◆ GIVEN EXERCISE
Repeat the material exactly as it appears.

(Collected data entries)
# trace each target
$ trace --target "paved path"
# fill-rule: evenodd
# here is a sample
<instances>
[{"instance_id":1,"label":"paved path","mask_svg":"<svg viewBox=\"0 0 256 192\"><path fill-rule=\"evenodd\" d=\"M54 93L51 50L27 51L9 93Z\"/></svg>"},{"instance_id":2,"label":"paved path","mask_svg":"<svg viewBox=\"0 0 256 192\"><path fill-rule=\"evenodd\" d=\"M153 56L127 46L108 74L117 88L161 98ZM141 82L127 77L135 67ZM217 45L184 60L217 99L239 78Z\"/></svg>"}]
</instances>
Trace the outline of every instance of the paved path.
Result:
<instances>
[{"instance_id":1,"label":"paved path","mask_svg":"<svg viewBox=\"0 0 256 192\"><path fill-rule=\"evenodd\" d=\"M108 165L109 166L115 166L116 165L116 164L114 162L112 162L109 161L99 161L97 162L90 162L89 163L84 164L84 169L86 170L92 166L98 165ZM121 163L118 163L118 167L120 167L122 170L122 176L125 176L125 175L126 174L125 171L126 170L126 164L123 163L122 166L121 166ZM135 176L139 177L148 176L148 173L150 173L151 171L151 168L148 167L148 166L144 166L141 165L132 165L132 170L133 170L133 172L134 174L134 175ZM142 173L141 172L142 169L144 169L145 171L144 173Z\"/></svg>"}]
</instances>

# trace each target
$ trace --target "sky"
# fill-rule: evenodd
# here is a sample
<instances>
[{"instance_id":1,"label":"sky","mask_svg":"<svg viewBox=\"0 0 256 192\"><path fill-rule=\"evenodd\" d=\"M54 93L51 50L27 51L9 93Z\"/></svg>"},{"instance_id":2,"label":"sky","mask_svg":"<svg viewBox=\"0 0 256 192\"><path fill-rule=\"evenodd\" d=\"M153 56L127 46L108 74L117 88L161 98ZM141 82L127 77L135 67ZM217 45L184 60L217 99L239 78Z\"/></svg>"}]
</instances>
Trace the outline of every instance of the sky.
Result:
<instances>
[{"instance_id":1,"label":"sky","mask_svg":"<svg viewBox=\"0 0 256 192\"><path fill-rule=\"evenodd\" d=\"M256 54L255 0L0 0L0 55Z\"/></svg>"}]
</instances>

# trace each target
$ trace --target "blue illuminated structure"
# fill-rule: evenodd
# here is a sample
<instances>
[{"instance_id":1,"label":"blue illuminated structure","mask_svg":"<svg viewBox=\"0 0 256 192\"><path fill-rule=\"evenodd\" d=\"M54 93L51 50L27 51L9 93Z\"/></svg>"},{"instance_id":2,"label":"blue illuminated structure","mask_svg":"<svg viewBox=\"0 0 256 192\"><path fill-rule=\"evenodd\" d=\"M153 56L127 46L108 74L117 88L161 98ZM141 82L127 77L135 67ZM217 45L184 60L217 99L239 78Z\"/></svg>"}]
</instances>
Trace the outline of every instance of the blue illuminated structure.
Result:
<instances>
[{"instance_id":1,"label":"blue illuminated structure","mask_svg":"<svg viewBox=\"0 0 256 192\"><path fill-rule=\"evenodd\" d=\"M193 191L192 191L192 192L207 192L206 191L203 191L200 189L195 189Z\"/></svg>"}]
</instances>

◆ TASK OUTPUT
# trace each target
$ trace --target "paved path"
# fill-rule: evenodd
# here is a sample
<instances>
[{"instance_id":1,"label":"paved path","mask_svg":"<svg viewBox=\"0 0 256 192\"><path fill-rule=\"evenodd\" d=\"M54 93L51 50L27 51L9 93Z\"/></svg>"},{"instance_id":2,"label":"paved path","mask_svg":"<svg viewBox=\"0 0 256 192\"><path fill-rule=\"evenodd\" d=\"M153 56L127 46L108 74L117 88L161 98ZM141 82L127 77L135 67ZM217 45L184 60L217 99L239 78Z\"/></svg>"}]
</instances>
Trace the outline of every instance of the paved path.
Result:
<instances>
[{"instance_id":1,"label":"paved path","mask_svg":"<svg viewBox=\"0 0 256 192\"><path fill-rule=\"evenodd\" d=\"M108 165L109 166L115 166L116 165L116 164L114 162L112 162L109 161L99 161L97 162L90 162L89 163L84 164L84 169L86 170L92 166L98 165ZM121 163L118 163L118 167L120 167L122 170L122 176L125 176L125 175L126 174L125 171L126 170L126 164L123 163L122 166L121 166ZM135 176L139 177L148 176L148 173L150 173L151 171L151 168L148 167L148 166L144 166L141 165L132 165L132 170L133 170L133 172L134 174L134 175ZM142 173L141 172L142 169L144 169L145 171L144 173Z\"/></svg>"}]
</instances>

# trace each target
$ trace --target "sky"
# fill-rule: evenodd
# here is a sample
<instances>
[{"instance_id":1,"label":"sky","mask_svg":"<svg viewBox=\"0 0 256 192\"><path fill-rule=\"evenodd\" d=\"M54 93L51 50L27 51L9 93Z\"/></svg>"},{"instance_id":2,"label":"sky","mask_svg":"<svg viewBox=\"0 0 256 192\"><path fill-rule=\"evenodd\" d=\"M153 56L127 46L108 74L117 88L161 98ZM141 82L127 77L135 67ZM217 45L184 60L217 99L239 78Z\"/></svg>"}]
</instances>
Trace the outline of every instance of the sky.
Result:
<instances>
[{"instance_id":1,"label":"sky","mask_svg":"<svg viewBox=\"0 0 256 192\"><path fill-rule=\"evenodd\" d=\"M256 54L255 0L0 0L0 55Z\"/></svg>"}]
</instances>

# trace each target
$ trace --target "blue illuminated structure"
# fill-rule: evenodd
# here is a sample
<instances>
[{"instance_id":1,"label":"blue illuminated structure","mask_svg":"<svg viewBox=\"0 0 256 192\"><path fill-rule=\"evenodd\" d=\"M54 93L51 50L27 51L9 93Z\"/></svg>"},{"instance_id":2,"label":"blue illuminated structure","mask_svg":"<svg viewBox=\"0 0 256 192\"><path fill-rule=\"evenodd\" d=\"M153 56L127 46L108 74L117 88L161 98ZM141 82L127 77L135 67ZM217 45L184 60L217 99L239 78Z\"/></svg>"}]
</instances>
Trace the outline of every instance of the blue illuminated structure.
Result:
<instances>
[{"instance_id":1,"label":"blue illuminated structure","mask_svg":"<svg viewBox=\"0 0 256 192\"><path fill-rule=\"evenodd\" d=\"M193 191L192 191L192 192L207 192L206 191L203 191L200 189L195 189Z\"/></svg>"}]
</instances>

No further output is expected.